Home loan types in Australia

There are so many home loan types in Australia, including a range of specialised products like construction loans, low doc loans and lines of credit.

Did you know there are many different types of home loans out there. But the main differences are:

  1. Loan purpose
  2. Rate type
  3. Repayment type

But there are also some more unique types. Let's explore them all…

Loan purpose: investor vs owner-occupier

This is fairly simple: If you're buying a home to live in, you need an owner-occupier loan. If you're purchasing a property as an investment, then you need an investment loan.

Loans for investors and owner-occupiers often have all the same features and can be either fixed or variable, with interest-only or principal-and-interest repayments. The main difference is investor loans usually have higher interest rates, but you save money on certain tax benefits.

You might start off with an owner-occupier loan and then decide you want to rent out your property down the line. And that's ok! You can switch your home loan to suit.

Rate type: fixed vs variable

Mortgages with variable interest rates are the most common type of mortgage in Australia, especially for owner-occupiers. The rate can change at any time, but it's easier to exit a variable rate loan and refinance to a new mortgage.
######
Pick up the text on home loan types in Australia after its final sentence and continue writing it.

[Point labeling examples]
######
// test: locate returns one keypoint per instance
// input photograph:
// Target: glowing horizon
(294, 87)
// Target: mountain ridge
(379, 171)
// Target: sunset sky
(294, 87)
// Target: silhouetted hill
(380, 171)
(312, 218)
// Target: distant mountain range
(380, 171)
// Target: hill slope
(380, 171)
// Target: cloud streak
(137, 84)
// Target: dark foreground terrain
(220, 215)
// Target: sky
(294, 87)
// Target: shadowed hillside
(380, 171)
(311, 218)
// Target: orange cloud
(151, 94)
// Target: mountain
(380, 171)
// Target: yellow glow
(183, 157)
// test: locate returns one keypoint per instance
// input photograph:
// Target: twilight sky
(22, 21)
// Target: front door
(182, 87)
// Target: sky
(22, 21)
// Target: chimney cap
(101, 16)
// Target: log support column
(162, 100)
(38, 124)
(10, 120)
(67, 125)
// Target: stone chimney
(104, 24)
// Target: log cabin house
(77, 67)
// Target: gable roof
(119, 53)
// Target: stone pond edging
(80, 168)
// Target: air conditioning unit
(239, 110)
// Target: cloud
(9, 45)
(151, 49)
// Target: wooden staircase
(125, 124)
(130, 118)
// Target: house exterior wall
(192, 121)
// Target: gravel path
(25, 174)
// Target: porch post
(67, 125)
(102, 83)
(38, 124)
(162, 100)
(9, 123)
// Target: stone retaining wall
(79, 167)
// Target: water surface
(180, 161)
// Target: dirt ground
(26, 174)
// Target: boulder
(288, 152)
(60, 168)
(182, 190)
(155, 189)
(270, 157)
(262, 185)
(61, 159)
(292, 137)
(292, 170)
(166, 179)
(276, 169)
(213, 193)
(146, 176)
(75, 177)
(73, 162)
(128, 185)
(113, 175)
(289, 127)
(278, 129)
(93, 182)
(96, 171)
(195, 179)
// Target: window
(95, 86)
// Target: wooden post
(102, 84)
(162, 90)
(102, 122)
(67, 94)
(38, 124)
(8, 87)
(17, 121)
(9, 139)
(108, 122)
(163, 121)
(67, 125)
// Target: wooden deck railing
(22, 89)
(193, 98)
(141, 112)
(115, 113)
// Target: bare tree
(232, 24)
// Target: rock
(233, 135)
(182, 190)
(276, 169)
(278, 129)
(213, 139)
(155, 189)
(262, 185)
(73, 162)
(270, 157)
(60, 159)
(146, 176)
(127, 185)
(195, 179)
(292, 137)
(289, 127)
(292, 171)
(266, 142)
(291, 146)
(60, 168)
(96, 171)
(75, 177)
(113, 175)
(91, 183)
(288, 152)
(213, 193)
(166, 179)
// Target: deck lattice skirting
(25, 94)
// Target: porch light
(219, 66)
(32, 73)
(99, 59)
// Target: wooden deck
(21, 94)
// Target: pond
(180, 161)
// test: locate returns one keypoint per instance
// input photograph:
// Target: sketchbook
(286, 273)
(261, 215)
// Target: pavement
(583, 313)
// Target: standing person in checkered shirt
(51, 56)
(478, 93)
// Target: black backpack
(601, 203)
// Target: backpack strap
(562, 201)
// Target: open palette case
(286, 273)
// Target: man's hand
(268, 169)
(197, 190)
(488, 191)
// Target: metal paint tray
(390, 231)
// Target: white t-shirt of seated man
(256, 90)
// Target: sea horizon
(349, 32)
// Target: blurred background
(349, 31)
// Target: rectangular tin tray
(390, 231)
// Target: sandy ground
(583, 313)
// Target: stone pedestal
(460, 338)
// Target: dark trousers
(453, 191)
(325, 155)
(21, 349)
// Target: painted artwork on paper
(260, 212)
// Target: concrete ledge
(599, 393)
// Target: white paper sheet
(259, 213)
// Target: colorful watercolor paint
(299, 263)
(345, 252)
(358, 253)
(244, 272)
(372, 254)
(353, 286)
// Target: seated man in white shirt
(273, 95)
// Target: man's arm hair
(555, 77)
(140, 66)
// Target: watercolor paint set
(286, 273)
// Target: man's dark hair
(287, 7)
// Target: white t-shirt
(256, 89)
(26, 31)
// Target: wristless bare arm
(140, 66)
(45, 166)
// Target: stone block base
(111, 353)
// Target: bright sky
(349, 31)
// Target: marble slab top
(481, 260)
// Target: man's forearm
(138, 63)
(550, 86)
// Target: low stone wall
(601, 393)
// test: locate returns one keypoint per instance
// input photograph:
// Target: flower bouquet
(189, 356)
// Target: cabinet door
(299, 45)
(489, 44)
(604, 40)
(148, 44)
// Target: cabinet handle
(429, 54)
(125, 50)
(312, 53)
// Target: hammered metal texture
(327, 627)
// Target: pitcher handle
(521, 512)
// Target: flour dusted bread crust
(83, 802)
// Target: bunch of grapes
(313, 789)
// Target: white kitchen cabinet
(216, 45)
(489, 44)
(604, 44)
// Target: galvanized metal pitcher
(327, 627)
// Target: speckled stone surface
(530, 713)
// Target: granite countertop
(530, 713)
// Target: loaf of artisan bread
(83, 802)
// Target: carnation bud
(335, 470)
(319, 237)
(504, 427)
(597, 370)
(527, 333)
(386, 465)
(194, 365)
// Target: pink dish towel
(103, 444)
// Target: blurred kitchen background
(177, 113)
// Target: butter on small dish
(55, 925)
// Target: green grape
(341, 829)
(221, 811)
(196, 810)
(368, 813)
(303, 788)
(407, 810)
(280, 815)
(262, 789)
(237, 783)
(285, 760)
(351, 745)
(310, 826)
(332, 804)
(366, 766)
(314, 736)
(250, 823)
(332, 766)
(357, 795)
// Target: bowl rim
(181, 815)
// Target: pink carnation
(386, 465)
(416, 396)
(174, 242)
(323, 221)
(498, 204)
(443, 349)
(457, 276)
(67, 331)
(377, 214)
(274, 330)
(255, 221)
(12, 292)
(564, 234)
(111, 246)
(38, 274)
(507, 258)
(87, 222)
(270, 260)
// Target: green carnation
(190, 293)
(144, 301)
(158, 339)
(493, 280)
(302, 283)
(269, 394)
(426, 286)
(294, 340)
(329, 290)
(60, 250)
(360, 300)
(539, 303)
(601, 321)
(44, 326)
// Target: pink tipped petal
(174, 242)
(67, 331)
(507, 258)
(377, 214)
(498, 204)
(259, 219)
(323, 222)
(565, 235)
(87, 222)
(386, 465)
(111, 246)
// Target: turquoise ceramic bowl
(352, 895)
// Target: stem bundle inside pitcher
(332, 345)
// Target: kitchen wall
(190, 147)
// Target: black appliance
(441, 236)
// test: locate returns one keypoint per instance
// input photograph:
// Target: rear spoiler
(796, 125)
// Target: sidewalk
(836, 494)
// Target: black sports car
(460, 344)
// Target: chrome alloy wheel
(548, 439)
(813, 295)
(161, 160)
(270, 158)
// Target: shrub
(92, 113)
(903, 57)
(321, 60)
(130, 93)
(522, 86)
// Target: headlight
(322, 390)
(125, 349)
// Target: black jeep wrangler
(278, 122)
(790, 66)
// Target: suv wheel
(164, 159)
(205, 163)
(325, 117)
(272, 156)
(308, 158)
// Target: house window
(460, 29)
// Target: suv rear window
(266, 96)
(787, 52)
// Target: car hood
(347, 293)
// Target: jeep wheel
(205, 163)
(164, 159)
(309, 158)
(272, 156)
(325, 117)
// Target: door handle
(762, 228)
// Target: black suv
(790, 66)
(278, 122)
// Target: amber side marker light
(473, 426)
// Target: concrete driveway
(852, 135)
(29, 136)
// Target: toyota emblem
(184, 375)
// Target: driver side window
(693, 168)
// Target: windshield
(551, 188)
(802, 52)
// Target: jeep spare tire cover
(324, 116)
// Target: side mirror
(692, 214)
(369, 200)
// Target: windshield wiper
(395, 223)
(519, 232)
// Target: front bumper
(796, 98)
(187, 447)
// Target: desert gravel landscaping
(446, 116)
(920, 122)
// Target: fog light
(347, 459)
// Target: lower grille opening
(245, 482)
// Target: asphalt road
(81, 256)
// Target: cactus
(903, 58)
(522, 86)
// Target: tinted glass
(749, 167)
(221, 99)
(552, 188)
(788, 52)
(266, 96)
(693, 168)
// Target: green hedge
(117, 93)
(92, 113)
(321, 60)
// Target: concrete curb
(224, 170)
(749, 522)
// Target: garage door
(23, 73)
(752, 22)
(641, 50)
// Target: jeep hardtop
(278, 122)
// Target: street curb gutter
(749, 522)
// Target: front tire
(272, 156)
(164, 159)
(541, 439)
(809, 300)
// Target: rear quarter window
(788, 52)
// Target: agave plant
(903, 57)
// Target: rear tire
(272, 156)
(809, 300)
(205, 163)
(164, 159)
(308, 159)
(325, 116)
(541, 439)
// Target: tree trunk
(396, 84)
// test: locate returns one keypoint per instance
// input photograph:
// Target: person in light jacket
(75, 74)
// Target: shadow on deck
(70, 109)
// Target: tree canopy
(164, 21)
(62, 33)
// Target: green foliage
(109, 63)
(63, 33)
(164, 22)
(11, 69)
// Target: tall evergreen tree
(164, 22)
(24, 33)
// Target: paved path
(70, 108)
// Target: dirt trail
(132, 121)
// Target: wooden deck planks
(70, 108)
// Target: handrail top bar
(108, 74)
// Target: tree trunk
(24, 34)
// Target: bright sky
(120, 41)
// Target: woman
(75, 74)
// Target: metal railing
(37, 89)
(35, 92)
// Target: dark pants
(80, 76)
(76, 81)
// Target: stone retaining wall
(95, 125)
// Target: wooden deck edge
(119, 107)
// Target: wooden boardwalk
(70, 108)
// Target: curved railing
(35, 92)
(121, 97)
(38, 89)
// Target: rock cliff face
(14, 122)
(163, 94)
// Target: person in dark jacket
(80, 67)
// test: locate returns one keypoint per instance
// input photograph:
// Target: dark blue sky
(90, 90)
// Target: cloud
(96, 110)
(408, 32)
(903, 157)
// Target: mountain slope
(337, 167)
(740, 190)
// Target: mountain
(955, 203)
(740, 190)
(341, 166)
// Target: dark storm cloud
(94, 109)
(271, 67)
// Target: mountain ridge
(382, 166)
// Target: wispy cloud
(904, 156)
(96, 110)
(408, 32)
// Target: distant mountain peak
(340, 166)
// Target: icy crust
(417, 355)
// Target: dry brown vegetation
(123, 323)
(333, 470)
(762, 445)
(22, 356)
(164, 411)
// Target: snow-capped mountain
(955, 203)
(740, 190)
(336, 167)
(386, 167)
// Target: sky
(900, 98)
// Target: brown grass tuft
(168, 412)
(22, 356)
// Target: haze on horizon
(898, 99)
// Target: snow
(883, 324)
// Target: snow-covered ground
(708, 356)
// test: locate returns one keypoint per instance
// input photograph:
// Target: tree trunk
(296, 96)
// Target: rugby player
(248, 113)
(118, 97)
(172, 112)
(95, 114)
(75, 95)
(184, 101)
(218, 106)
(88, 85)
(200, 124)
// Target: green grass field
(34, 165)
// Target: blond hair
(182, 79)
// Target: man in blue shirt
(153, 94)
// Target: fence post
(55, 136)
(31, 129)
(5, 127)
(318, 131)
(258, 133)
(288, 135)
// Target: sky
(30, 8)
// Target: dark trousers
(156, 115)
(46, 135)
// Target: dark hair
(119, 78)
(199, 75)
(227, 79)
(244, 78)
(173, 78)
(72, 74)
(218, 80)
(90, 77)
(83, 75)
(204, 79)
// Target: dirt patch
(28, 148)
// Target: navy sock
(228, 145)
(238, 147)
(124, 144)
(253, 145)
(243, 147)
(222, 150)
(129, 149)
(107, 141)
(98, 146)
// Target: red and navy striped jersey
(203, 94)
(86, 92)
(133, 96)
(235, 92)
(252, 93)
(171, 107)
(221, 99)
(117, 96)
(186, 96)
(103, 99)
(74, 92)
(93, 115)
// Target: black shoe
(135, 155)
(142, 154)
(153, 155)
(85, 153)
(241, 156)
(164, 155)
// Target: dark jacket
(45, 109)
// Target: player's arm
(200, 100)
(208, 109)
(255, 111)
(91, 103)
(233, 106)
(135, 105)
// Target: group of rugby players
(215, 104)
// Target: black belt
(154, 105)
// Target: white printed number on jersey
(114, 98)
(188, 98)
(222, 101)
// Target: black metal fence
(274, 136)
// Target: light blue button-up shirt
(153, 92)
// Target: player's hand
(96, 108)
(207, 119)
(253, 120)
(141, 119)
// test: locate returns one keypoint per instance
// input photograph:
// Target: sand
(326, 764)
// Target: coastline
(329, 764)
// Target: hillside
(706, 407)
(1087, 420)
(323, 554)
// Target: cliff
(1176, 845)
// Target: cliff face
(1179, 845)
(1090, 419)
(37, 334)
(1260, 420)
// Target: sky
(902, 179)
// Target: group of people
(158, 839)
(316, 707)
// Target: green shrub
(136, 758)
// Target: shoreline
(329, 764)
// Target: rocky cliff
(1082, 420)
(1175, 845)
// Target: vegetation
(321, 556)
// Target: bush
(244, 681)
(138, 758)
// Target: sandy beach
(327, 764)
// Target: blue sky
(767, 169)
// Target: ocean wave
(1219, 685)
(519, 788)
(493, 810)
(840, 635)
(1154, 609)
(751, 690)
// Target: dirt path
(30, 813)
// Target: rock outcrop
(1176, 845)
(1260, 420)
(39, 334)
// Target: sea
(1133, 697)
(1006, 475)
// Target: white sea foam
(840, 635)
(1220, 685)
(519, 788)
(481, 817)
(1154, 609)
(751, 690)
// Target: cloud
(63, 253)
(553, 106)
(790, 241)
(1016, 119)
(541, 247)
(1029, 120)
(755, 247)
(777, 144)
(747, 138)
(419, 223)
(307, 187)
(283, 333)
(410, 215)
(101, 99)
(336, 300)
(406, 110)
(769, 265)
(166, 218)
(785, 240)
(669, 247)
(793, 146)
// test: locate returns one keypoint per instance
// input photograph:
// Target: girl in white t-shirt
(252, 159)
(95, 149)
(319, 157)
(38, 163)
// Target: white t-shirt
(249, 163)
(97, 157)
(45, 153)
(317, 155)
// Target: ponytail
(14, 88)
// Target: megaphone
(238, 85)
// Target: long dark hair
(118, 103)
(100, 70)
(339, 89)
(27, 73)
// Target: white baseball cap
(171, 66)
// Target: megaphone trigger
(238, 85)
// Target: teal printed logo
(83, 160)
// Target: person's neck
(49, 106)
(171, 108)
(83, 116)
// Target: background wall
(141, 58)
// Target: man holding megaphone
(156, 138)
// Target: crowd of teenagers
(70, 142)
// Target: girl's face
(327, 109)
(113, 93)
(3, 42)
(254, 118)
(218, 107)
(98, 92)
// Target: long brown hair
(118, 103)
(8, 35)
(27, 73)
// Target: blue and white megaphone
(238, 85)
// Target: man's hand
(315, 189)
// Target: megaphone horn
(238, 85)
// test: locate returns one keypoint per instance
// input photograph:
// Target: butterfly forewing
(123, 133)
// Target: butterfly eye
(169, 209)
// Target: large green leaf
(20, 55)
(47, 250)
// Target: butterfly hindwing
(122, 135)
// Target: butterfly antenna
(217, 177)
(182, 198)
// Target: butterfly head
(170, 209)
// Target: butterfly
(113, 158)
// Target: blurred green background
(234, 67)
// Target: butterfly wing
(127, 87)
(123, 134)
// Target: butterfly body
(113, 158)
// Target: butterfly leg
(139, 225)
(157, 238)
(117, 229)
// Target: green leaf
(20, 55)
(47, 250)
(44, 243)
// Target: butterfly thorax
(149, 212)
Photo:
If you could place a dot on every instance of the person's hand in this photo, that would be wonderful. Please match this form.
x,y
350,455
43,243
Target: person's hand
######
> ANSWER FOR THE TASK:
Unlike variable loans, loans with fixed interest rates won't change for a set period of time (the fixed period). This means your repayments stay the same. After this period, the loan reverts to a variable rate. Exiting a fixed rate loan comes with breaking costs.

Learn more about fixed versus variable loans

Repayment type: principal-and-interest vs interest-only

Most home loans have principal-and-interest repayments. With these loans, you borrow money (the principal) and repay it with interest charged on top.

The alternative is interest-only repayments. Here, you delay repaying the loan principal for the first few years of the loan and only pay the interest charged. This means your repayments are much cheaper at the start. But they jump up sharply later because you have to repay the loan eventually.

Interest-only loans are used mostly by investors, but owner-occupiers may want to switch to interest-only repayments in some situations.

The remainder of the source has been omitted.